:: WORK TO BE COMPLETED ::
Retype the data below without altering anything.

:: INFORMATION PROVIDED ::
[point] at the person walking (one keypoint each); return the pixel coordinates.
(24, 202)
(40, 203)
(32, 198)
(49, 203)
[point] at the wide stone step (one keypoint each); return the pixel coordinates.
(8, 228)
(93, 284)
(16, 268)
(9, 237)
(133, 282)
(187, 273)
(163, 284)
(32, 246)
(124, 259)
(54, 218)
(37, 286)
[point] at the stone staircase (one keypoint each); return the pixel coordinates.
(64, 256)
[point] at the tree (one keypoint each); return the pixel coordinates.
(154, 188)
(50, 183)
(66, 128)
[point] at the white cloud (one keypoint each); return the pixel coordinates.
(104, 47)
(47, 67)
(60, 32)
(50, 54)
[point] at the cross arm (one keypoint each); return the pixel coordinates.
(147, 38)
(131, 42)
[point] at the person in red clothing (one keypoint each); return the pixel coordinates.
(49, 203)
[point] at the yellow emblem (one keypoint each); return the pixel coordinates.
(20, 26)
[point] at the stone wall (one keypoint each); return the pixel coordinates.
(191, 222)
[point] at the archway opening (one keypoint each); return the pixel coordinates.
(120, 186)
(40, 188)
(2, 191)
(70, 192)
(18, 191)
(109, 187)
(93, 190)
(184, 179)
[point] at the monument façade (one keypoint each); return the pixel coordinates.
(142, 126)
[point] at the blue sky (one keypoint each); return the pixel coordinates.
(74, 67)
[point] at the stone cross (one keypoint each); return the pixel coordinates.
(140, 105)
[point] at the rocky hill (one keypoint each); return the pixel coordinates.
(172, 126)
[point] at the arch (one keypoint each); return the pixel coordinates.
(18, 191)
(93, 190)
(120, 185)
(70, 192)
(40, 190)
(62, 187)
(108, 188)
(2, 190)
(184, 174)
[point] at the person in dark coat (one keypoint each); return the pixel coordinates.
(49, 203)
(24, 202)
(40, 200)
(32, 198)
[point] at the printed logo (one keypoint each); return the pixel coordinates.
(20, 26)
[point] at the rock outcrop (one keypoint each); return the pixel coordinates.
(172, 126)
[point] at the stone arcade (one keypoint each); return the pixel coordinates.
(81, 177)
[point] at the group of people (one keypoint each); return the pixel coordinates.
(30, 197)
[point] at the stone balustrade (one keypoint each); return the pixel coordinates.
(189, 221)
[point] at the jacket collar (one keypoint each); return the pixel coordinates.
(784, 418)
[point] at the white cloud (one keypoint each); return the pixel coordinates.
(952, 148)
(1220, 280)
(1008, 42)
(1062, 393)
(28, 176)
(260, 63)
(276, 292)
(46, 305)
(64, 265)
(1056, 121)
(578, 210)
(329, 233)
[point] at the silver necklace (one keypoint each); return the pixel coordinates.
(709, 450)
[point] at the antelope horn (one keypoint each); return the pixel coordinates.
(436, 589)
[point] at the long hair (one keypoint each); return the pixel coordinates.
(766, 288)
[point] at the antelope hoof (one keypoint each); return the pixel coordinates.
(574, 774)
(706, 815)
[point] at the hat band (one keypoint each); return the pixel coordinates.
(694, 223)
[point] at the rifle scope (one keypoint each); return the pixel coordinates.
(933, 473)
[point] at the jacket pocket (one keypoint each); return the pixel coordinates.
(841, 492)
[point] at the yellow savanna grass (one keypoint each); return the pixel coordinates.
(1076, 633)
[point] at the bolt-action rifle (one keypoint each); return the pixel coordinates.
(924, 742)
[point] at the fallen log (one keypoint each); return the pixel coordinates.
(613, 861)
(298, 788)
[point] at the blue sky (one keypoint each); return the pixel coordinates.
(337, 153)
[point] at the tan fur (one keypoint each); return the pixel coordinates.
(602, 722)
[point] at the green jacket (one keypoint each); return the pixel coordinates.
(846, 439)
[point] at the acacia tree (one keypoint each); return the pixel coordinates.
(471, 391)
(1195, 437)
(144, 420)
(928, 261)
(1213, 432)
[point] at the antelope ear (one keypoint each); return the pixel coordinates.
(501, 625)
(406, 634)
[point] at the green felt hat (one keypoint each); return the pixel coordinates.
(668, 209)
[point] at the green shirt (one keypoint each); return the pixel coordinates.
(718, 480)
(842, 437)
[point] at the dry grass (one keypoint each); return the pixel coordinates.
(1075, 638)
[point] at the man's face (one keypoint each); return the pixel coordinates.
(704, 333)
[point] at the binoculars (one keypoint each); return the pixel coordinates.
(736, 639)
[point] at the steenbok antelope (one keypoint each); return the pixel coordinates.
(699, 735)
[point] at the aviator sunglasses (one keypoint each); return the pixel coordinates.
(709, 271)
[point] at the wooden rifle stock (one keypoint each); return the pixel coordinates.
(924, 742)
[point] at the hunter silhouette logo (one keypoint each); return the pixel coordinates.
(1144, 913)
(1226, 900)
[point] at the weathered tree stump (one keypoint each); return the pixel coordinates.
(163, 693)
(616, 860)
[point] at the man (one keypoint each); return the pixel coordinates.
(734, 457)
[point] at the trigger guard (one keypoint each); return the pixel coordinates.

:: EXERCISE RESPONSE ::
[point] at the person walking (one keypoint each); return the pixel coordinates.
(24, 202)
(40, 203)
(32, 198)
(49, 203)
[point] at the wide stone step (one keypoint each); return the pixel coordinates.
(8, 228)
(93, 284)
(16, 268)
(9, 237)
(133, 282)
(187, 273)
(163, 284)
(32, 246)
(124, 259)
(54, 218)
(37, 286)
[point] at the stone staircase (one keypoint each); return the pixel coordinates.
(64, 256)
[point] at the tree (one keypoint each); return the pixel coordinates.
(154, 188)
(50, 183)
(66, 128)
[point] at the white cloud (one keypoint each); return the pixel coordinates.
(104, 47)
(47, 67)
(60, 32)
(50, 54)
[point] at the cross arm (one keypoint each); return the pixel coordinates.
(147, 38)
(131, 42)
[point] at the person in red clothing (one keypoint each); return the pixel coordinates.
(49, 203)
[point] at the yellow emblem (one keypoint each); return the pixel coordinates.
(20, 26)
[point] at the stone wall (one keypoint each); return the pixel coordinates.
(191, 222)
[point] at the archway opening (one keypoint each); return the pixel coordinates.
(120, 186)
(40, 188)
(2, 191)
(70, 192)
(18, 191)
(109, 187)
(93, 190)
(184, 179)
[point] at the monument façade (one keypoint each); return the pixel coordinates.
(142, 126)
[point] at the blue sky (one keypoint each); return the pixel coordinates.
(74, 67)
[point] at the stone cross (one keypoint each); return the pixel coordinates.
(140, 105)
[point] at the rocky hill (one keypoint each); return the pixel coordinates.
(172, 126)
[point] at the arch (one keypoint each); return the pixel coordinates.
(18, 191)
(93, 190)
(120, 185)
(70, 192)
(40, 190)
(62, 187)
(108, 188)
(2, 190)
(184, 174)
[point] at the person in dark coat (one keypoint each); return the pixel coordinates.
(49, 203)
(24, 202)
(40, 200)
(32, 198)
[point] at the printed logo (one keypoint each); return the pixel coordinates.
(20, 26)
[point] at the rock outcrop (one keypoint each); return the pixel coordinates.
(172, 126)
[point] at the stone arcade (one keypoint each); return the pixel coordinates.
(81, 177)
[point] at the group of people (one keypoint each); return the pixel coordinates.
(30, 197)
[point] at the stone balustrade (one keypoint each); return the pixel coordinates.
(189, 221)
[point] at the jacket collar (one keypoint each); return the pixel coordinates.
(784, 418)
[point] at the white cloud (one keypoint each); return the pixel coordinates.
(952, 148)
(1220, 280)
(1008, 42)
(1062, 393)
(28, 176)
(260, 63)
(276, 292)
(46, 305)
(64, 265)
(1056, 121)
(578, 210)
(329, 233)
[point] at the silver necklace (one keypoint each); return the pixel coordinates.
(709, 450)
[point] at the antelope horn (one keypoint each); return the pixel coordinates.
(436, 589)
[point] at the long hair (one keypoint each); return the pixel coordinates.
(766, 288)
[point] at the antelope hoof (one keypoint each); return the pixel coordinates.
(574, 774)
(706, 815)
[point] at the hat band (one keypoint each); return the pixel coordinates.
(694, 223)
[point] at the rifle scope (one keypoint each); return the pixel coordinates.
(933, 473)
[point] at the jacket pocket (one keypoint each); return the pixel coordinates.
(841, 492)
[point] at the yellow savanna grass (one keypoint each); return the pixel coordinates.
(1076, 633)
[point] at the bolt-action rifle (one keypoint each); return the pixel coordinates.
(924, 742)
[point] at the fallen log (one keypoint each); return the pixel coordinates.
(613, 861)
(298, 788)
[point] at the blue sky (one keypoint each); return the pixel coordinates.
(337, 153)
[point] at the tan fur (one keypoint each); return the pixel coordinates.
(602, 722)
[point] at the green jacket (one keypoint each); return the pixel coordinates.
(846, 439)
[point] at the acacia tree (one keypoint each); return the pixel coordinates.
(471, 391)
(1195, 437)
(144, 420)
(928, 261)
(1213, 432)
[point] at the antelope ear (one keypoint each); return the pixel coordinates.
(501, 625)
(406, 634)
[point] at the green felt hat (one keypoint each); return the pixel coordinates.
(668, 209)
[point] at the green shirt (one keypoint each); return the pixel coordinates.
(718, 480)
(842, 437)
[point] at the dry grass (one keypoint each); return the pixel coordinates.
(1075, 638)
[point] at the man's face (one keypoint each); return the pixel coordinates.
(704, 333)
[point] at the binoculars (one keypoint each); return the pixel coordinates.
(736, 639)
[point] at the steenbok antelope (one keypoint each); return the pixel coordinates.
(699, 735)
[point] at the aviator sunglasses (one keypoint each); return the pixel coordinates.
(709, 271)
[point] at the wooden rifle stock (one keypoint each); return the pixel coordinates.
(924, 742)
[point] at the hunter silhouette logo (one keypoint each); return the pixel coordinates.
(1144, 913)
(1226, 900)
[point] at the weathered tree stump (one keypoint each); return the pixel coordinates.
(163, 693)
(616, 860)
[point] at the man (one keypoint each); return the pixel coordinates.
(734, 457)
[point] at the trigger guard (one keypoint each); return the pixel coordinates.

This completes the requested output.